Exercise. Identify every line in the records that contains the word "pillow", and copy each such line.

Record list.
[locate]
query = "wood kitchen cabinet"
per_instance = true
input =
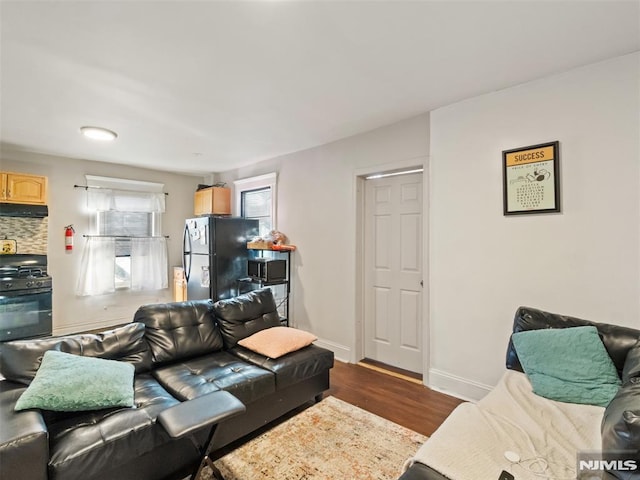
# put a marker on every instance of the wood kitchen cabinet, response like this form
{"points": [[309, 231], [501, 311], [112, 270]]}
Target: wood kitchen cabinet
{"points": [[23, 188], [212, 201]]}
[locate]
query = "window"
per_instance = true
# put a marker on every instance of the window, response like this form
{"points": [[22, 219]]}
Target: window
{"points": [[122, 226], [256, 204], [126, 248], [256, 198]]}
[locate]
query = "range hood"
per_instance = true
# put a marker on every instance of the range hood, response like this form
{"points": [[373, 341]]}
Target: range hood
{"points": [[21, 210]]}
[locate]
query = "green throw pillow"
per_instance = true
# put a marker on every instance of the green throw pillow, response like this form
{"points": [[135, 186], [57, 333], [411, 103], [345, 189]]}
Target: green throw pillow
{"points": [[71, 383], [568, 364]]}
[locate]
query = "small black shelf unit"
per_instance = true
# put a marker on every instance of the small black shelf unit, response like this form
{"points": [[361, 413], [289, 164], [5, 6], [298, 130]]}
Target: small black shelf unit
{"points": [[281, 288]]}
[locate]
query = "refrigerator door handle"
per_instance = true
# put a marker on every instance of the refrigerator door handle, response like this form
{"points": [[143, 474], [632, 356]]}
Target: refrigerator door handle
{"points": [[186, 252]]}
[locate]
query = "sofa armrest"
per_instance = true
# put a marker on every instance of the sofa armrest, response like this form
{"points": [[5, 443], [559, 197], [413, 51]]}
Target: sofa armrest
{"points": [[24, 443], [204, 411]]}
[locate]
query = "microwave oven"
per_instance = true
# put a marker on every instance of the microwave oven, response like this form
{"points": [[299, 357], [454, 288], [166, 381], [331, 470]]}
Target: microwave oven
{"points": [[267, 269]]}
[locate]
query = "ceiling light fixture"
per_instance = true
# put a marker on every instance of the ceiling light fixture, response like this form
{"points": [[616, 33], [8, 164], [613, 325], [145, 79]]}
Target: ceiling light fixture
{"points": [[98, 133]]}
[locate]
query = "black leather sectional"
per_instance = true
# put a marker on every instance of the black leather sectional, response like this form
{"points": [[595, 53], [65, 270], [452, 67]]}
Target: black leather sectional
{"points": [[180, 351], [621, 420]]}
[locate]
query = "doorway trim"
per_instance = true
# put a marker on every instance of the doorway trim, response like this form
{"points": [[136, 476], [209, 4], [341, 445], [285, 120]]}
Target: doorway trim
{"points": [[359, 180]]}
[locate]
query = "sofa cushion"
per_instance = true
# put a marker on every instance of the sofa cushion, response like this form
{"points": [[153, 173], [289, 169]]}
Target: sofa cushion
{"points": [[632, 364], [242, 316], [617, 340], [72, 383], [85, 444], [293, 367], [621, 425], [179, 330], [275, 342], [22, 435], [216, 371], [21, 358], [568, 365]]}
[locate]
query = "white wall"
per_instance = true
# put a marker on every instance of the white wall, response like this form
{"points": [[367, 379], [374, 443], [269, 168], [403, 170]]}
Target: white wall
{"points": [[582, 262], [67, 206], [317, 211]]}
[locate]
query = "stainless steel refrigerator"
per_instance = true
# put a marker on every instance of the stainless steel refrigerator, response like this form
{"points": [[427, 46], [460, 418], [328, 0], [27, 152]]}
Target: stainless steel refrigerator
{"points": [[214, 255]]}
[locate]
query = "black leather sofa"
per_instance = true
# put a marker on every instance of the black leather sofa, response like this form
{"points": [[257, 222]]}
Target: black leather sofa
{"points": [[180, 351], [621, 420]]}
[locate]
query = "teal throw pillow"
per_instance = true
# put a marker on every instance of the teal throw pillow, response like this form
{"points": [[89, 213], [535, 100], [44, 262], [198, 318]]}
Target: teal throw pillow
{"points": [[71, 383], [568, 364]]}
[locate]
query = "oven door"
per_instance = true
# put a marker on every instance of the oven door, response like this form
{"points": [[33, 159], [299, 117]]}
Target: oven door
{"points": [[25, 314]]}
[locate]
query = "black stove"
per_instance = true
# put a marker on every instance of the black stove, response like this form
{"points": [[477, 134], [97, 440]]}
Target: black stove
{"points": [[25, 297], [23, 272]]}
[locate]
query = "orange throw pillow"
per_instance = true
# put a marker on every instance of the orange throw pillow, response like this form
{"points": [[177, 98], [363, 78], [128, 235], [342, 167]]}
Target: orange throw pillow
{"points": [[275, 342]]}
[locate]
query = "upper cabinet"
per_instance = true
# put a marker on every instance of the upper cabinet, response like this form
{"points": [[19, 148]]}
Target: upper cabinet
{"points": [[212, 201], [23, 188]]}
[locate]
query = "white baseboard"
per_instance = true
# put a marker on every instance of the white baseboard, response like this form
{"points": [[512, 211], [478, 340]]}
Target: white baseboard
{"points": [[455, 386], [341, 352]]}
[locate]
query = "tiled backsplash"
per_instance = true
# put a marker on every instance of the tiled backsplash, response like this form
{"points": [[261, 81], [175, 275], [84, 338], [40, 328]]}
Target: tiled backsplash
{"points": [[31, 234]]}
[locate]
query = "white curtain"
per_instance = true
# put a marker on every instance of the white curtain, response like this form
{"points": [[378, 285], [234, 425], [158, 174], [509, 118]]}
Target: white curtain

Solution for this problem.
query = "green throw pillow"
# put a marker on every instance of the green throw pillow, response like this form
Target: green throw pillow
query = "teal throw pillow"
# put a marker on every instance of the teal throw pillow, response like this form
Target: teal throw pillow
query = "orange throw pillow"
# put a marker on every instance of the orange throw pillow, response like this form
Target: orange throw pillow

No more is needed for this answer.